▶ **Written problem**: Put the listing below into a JSON list of strings, one string per line, skipping blank lines. Leave the pictures out.
== == ==
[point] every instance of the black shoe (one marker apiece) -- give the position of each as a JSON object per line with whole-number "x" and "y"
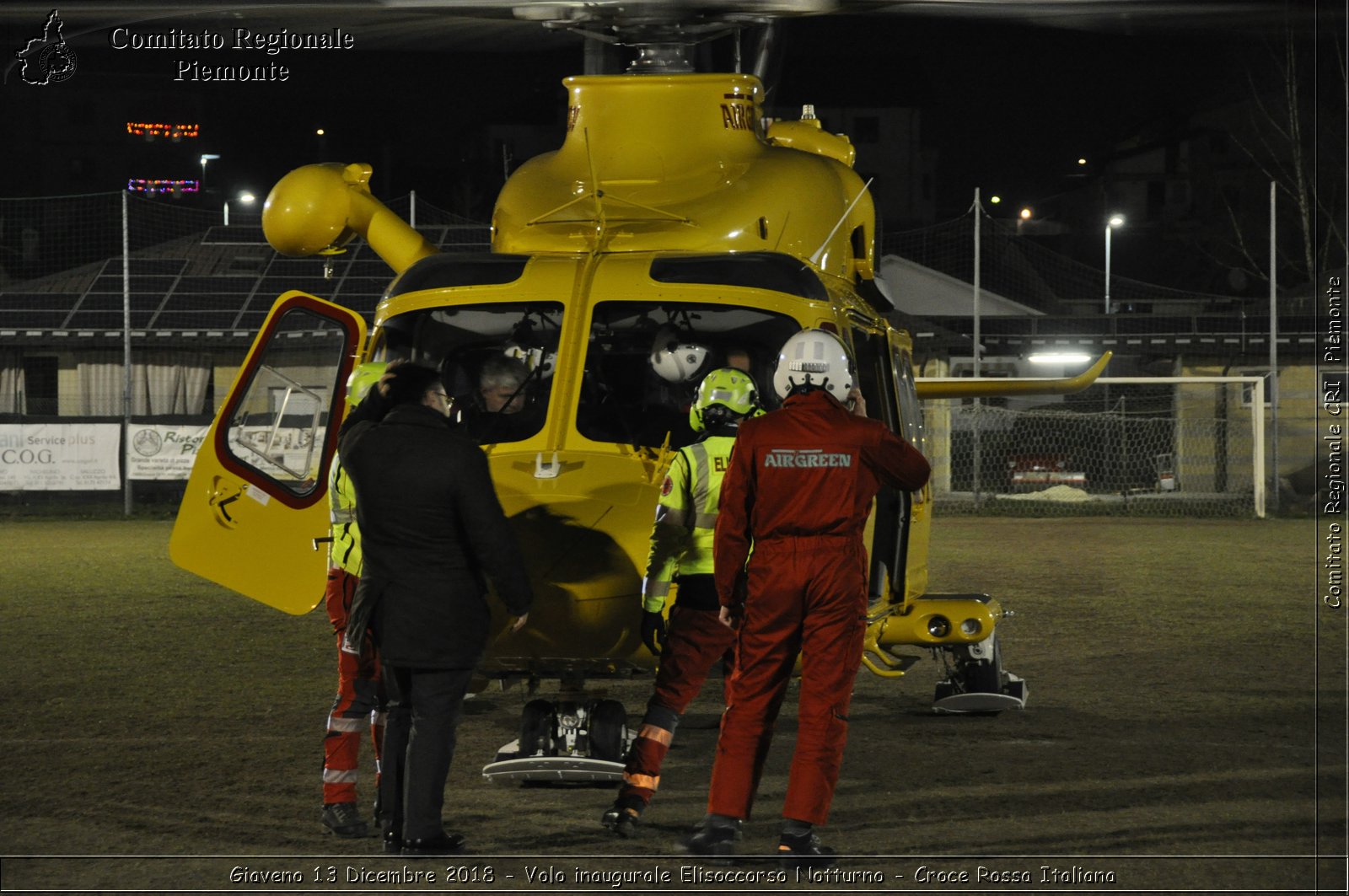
{"x": 803, "y": 850}
{"x": 621, "y": 819}
{"x": 343, "y": 819}
{"x": 712, "y": 840}
{"x": 438, "y": 845}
== == ==
▶ **Correct result**:
[
  "[point] every instance of the black shoe (one marker apiece) -- give the position of each as a JSON object per line with whole-number \"x\" and \"y\"",
  "{\"x\": 803, \"y\": 850}",
  "{\"x\": 621, \"y\": 819}",
  "{\"x\": 343, \"y\": 819}",
  "{\"x\": 712, \"y\": 840}",
  "{\"x\": 438, \"y\": 845}"
]